---- GIVEN ENTRIES
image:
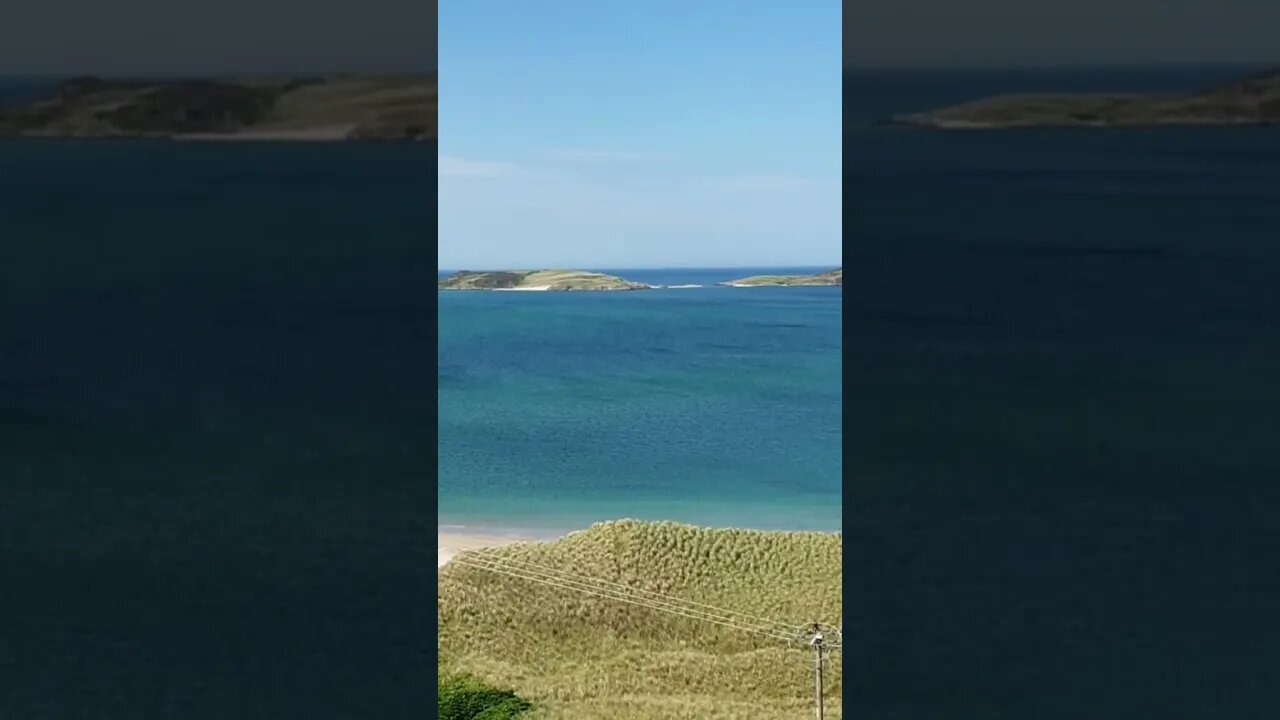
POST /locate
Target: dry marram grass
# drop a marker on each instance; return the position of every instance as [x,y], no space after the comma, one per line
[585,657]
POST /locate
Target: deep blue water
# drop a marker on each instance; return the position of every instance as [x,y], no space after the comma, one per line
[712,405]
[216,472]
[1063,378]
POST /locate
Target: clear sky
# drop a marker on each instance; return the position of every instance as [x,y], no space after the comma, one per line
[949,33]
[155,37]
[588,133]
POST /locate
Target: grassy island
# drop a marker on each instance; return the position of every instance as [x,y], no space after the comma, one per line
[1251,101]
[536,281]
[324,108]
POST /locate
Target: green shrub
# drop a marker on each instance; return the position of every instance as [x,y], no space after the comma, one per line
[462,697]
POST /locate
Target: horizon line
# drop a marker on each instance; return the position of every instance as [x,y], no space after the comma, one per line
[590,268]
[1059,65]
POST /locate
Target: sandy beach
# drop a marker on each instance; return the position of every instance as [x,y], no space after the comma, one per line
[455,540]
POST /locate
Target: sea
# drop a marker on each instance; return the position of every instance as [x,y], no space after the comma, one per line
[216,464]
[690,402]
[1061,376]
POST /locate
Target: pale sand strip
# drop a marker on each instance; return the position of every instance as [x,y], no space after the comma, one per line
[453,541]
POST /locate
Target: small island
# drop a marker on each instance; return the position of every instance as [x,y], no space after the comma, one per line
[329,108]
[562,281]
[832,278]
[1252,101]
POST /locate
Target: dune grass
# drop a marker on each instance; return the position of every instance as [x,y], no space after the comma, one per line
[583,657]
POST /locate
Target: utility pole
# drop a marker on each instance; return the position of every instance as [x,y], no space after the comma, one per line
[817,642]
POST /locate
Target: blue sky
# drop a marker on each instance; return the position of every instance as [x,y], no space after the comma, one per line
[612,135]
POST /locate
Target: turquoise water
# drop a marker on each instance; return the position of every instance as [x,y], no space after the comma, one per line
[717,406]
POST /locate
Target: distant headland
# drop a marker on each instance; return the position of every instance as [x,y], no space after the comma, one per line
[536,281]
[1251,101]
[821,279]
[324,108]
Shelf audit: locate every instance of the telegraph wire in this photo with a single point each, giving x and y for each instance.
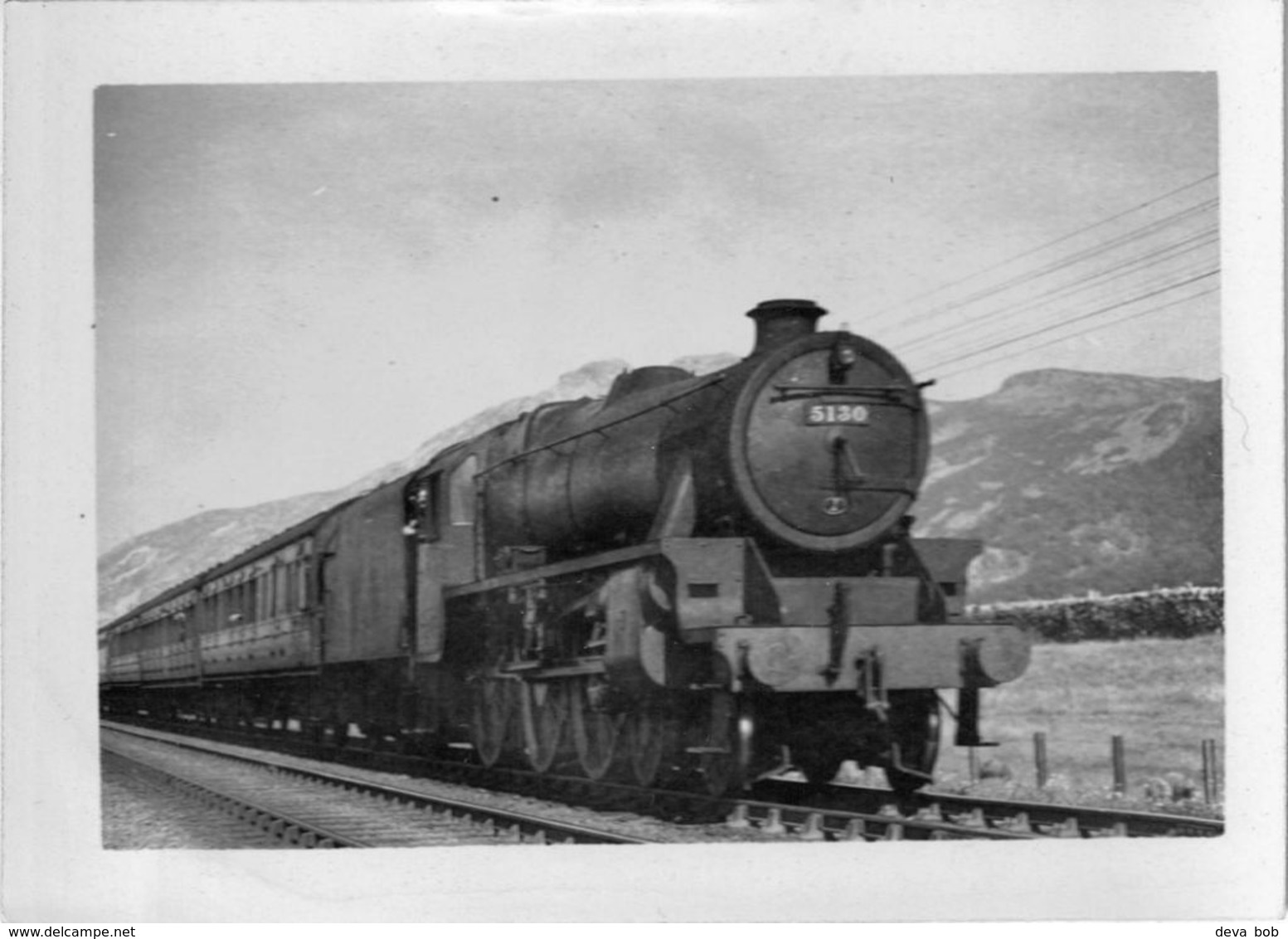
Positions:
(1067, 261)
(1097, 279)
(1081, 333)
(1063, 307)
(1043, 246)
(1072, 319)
--------
---- GIVEN ENTRIES
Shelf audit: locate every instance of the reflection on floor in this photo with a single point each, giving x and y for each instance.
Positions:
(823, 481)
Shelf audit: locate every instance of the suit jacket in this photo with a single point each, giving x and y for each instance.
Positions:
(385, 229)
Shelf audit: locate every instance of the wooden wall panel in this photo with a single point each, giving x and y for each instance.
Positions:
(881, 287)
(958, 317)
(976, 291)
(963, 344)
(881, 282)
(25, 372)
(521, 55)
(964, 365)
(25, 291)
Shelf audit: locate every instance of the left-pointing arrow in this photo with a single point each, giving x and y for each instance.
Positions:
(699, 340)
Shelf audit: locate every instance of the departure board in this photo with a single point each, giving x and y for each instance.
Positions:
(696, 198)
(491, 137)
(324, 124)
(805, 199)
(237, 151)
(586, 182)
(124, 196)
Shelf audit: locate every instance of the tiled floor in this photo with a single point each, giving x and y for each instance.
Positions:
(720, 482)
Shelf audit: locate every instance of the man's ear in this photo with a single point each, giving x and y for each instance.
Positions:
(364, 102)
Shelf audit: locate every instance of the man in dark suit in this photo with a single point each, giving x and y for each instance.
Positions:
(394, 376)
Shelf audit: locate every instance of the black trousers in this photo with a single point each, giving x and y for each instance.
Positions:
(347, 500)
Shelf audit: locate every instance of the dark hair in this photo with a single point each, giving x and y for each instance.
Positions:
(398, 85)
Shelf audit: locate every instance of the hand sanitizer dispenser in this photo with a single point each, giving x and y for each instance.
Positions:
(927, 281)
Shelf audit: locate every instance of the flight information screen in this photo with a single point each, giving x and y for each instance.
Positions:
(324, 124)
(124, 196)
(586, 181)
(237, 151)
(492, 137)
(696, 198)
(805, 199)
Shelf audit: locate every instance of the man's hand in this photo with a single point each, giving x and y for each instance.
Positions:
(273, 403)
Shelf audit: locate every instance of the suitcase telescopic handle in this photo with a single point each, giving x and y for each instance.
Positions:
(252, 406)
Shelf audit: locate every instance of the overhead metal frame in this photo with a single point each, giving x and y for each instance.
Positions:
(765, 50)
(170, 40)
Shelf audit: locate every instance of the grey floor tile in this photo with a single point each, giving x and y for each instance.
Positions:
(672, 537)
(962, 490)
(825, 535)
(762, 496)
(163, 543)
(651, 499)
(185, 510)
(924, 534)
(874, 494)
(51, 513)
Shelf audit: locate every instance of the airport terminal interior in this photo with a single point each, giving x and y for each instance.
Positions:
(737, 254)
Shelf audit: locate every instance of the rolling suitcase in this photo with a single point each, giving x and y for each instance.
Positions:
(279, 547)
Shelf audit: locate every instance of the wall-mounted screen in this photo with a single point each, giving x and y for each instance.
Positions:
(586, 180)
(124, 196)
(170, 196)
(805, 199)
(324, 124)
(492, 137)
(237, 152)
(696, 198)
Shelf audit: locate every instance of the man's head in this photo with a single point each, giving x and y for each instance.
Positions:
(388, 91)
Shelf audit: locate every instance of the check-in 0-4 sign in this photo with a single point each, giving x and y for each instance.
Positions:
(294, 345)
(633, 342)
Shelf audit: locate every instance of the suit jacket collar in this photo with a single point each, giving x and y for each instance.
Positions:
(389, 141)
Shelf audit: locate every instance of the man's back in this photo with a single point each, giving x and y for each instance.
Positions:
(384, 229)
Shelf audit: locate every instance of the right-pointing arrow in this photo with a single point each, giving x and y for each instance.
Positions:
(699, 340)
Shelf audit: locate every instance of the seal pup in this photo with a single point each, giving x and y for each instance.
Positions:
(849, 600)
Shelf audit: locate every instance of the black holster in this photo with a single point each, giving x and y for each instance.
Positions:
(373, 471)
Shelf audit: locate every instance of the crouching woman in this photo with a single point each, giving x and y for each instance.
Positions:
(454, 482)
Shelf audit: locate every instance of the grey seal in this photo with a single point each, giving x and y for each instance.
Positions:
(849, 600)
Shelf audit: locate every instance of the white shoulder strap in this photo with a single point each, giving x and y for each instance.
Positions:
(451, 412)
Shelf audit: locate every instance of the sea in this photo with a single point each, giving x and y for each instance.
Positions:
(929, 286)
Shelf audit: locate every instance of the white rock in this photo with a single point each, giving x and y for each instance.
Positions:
--------
Convert the stretch of the records that opens with the line containing "Shelf audit: locate every instance of the telegraph" and closes with the line containing "(1072, 319)" into a Markdown table with a Row column for the row number and a Line column, skipping blank lines. Leave the pictures out of the table.

→ **CORRECT RESPONSE**
| Row | Line |
|---|---|
| 1 | Shelf audit: locate every instance of the telegraph wire in this photo with a single point each, giving x and y for each instance. |
| 2 | Positions: |
| 3 | (1067, 261) |
| 4 | (1097, 279) |
| 5 | (1081, 333) |
| 6 | (1063, 307) |
| 7 | (1043, 246) |
| 8 | (1072, 319) |